# Problem description
Please reproduce all of the data below word for word, leaving out the pictures.

# Task material

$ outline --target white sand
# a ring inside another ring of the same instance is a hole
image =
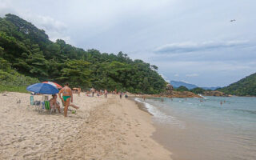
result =
[[[64,118],[62,108],[50,114],[29,106],[28,94],[1,94],[0,159],[170,159],[150,138],[150,115],[133,101],[74,94],[74,102],[80,109]]]

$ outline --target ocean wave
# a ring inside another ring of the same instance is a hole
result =
[[[184,122],[178,120],[175,117],[167,115],[166,114],[159,110],[154,105],[151,105],[148,102],[145,102],[138,98],[134,98],[134,100],[137,101],[138,102],[144,104],[145,107],[147,109],[147,110],[150,114],[153,114],[153,116],[154,117],[154,119],[157,122],[161,122],[161,123],[165,123],[165,124],[178,125],[181,128],[185,128]]]

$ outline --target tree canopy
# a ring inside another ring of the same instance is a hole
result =
[[[256,96],[256,73],[218,90],[238,96]]]
[[[82,89],[93,86],[146,94],[160,93],[166,84],[156,66],[132,60],[122,52],[84,50],[62,39],[51,42],[43,30],[10,14],[0,18],[0,58],[9,67],[2,69],[1,64],[2,72],[31,78],[30,82],[67,82]],[[6,76],[2,73],[0,83],[4,84]]]

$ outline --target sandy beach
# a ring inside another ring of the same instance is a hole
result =
[[[134,101],[74,94],[74,102],[80,109],[64,118],[63,107],[38,112],[29,94],[1,94],[0,159],[170,159],[151,138],[151,115]]]

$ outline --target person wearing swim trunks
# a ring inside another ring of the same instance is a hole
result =
[[[64,103],[64,117],[66,117],[67,109],[69,108],[70,99],[71,102],[73,102],[73,94],[71,89],[69,87],[69,83],[66,83],[65,86],[62,88],[62,90],[58,92],[58,97],[62,99],[62,102]]]
[[[57,103],[57,95],[53,94],[53,98],[49,101],[50,105],[50,109],[54,106],[57,107],[58,113],[61,113],[61,107]],[[56,112],[56,108],[54,110],[54,112]]]

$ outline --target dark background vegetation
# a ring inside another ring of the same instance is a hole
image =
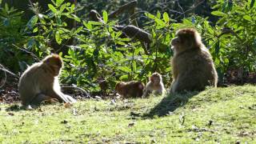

# Correct answer
$ outline --target white sand
# a ring inside another ring of the same instance is a hole
image =
result =
[[[64,118],[62,108],[50,114],[29,106],[28,94],[1,94],[0,159],[170,159],[150,138],[150,115],[133,101],[74,94],[74,102],[80,109]]]

$ outline --target ocean wave
# a ring inside another ring of the same instance is a hole
result =
[[[184,122],[178,120],[175,117],[167,115],[166,114],[159,110],[154,105],[151,105],[148,102],[145,102],[138,98],[134,98],[134,100],[137,101],[138,102],[144,104],[145,107],[147,109],[147,110],[150,114],[153,114],[153,116],[154,117],[154,119],[157,122],[161,122],[161,123],[165,123],[165,124],[178,125],[181,128],[185,128]]]

$ outline --target tree canopy
# a ring inside another ring of the same instance is a hole
result =
[[[256,96],[256,73],[218,90],[238,96]]]
[[[82,89],[93,86],[146,94],[160,93],[166,84],[156,66],[132,60],[122,52],[84,50],[62,39],[51,42],[43,30],[10,14],[0,18],[0,58],[9,67],[2,69],[1,64],[2,72],[31,78],[30,82],[67,82]],[[6,76],[2,73],[0,83],[4,84]]]

$ outline --target sandy beach
# a ring inside another ring of the same instance is a hole
result =
[[[134,101],[74,94],[74,102],[80,109],[64,118],[63,107],[38,112],[29,94],[1,94],[0,159],[170,159],[151,138],[151,115]]]

$ outline --target person wearing swim trunks
# a ring inside another ring of the same instance is a hole
result =
[[[64,103],[64,117],[66,117],[67,109],[69,108],[70,99],[71,102],[73,102],[73,94],[71,89],[69,87],[69,83],[66,83],[65,86],[62,88],[62,90],[58,92],[58,97],[62,99],[62,102]]]
[[[57,103],[57,95],[53,94],[53,98],[49,101],[50,105],[50,109],[54,106],[57,107],[58,113],[61,113],[61,107]],[[56,112],[56,108],[54,110],[54,112]]]

$ outline --target dark background vegetation
# a ring inside another ring of the same instance is a hole
image =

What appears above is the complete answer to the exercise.